**VOS CONSIGNES:**
Dans le texte ci-dessous sur l'AGISM, transcrivez mot pour mot le passage qui s'ouvre sur les mots contenant « Si la prise » et se termine par « du travail maritime. ».

**PASSAGE DU TEXTE:**
++++++++

Etude prospective relative à l’Association pour la gestion des institutions sociales maritimes (AGISM)

Si la prise en compte du bien-être des marins remonte en France à la fin du XIX° siècle, c’est au long du XX° siècle, sous l’impulsion de l’organisation internationale du travail (OIT), dont la France est un membre fondateur, qu’elle fait l’objet d’une construction juridique progressive, dont les textes ont été rassemblés, en 2006, dans la convention du travail maritime.

C’est pour faire face aux obligations qu’elle avait déjà contractées auprès de l’OIT que la France s’était dotée, dès 1945, d’une association chargée d’être le bras armé de l’Etat dans l’action sociale à l’égard des marins, pour faire face aux problèmes nés dans les ports après les destructions de la dernière guerre. L’AGISM a donc été créée sous un étroit contrôle de l’Etat pour construire et gérer des hébergements hôteliers pour les marins et leur famille,mais aussi pour impulser et coordonner les œuvres ou institutions exerçant déjà dans le domaine de l’accueil des marins. Le statut associatif de l’AGISM n’empêchait pas un étroit contrôle de l’Etat, organisé par les statuts, mais permettait l’implication des partenaires du monde maritime.

Malheureusement, l’association est restée repliée presque exclusivement sur son activité hôtelière, sans réussir à s’adapter aux changements très importants du paysage maritime depuis 1945, avec la forte diminution du nombre de marins français mais aussi des changements intervenus dans l’exploitation des navires et des ports (entraînant notamment le raccourcissement - souvent jusqu’à une seule journée, voir quelques heures - de la durée des escales).

La clientèle proprement maritime des hôtels des gens de mer a donc fortement diminué jusqu’à devenir très minoritaire (moins de 20 % des nuitées) après que l’association eut dû, pour faire face à ses difficultés financières chroniques, ouvrir ses hôtels à une clientèle commerciale classique. Cette ouverture des hôtels à tous types de clientèle n’a pas suffi à les rentabiliser durablement. La crise économique, depuis 2010, a porté un coup à la rentabilité de ces hôtels, qui n’avaient pas tous fait l’objet d’investissements suffisants, notamment pour leur mise aux normes.

++++++++

**EXTRAIT DES DONNÉES:**
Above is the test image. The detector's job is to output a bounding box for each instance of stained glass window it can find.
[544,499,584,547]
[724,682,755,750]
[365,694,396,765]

++++++++

**LA RÉPONSE:**
Si la prise en compte du bien-être des marins remonte en France à la fin du XIX° siècle, c’est au long du XX° siècle, sous l’impulsion de l’organisation internationale du travail (OIT), dont la France est un membre fondateur, qu’elle fait l’objet d’une construction juridique progressive, dont les textes ont été rassemblés, en 2006, dans la convention du travail maritime.